Excerpts from a detection dataset:

----------------------------------------

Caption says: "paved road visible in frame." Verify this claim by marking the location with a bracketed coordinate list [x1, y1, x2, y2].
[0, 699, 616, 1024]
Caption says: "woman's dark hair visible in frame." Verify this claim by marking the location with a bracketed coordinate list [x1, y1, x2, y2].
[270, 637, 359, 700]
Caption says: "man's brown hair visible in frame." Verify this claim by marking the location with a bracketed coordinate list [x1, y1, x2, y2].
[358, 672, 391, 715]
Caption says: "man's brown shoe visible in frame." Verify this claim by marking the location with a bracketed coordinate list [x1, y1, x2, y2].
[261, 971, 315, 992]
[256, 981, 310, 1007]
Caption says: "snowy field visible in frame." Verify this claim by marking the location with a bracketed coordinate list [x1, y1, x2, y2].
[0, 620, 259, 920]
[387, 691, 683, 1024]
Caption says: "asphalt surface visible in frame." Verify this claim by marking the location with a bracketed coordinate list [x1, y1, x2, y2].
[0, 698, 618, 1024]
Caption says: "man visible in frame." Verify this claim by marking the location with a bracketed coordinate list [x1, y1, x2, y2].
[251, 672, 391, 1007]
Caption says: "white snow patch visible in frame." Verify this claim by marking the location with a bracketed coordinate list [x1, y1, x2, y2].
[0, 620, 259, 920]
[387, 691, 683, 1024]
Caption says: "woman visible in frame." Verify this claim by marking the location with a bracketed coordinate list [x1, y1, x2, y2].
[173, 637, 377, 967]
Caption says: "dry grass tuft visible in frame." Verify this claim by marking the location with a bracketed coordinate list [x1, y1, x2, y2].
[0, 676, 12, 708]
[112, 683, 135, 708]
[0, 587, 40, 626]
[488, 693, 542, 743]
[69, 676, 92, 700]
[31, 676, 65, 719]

----------------------------------------

## Requirements
Present the entries from the first line through the line containing "[358, 672, 391, 715]" as a Markdown table with two columns, Row and Text. Number each line in Row and skip any blank lines.

## Solution for this exercise
| Row | Text |
|---|---|
| 1 | Caption says: "paved road visible in frame." Verify this claim by marking the location with a bracketed coordinate list [x1, y1, x2, y2]. |
| 2 | [0, 699, 616, 1024] |
| 3 | Caption says: "woman's dark hair visible in frame." Verify this claim by marking the location with a bracketed coordinate list [x1, y1, x2, y2]. |
| 4 | [270, 637, 359, 700] |
| 5 | Caption says: "man's brown hair visible in frame." Verify this claim by marking the location with a bracketed coordinate list [x1, y1, x2, y2]. |
| 6 | [358, 672, 391, 715] |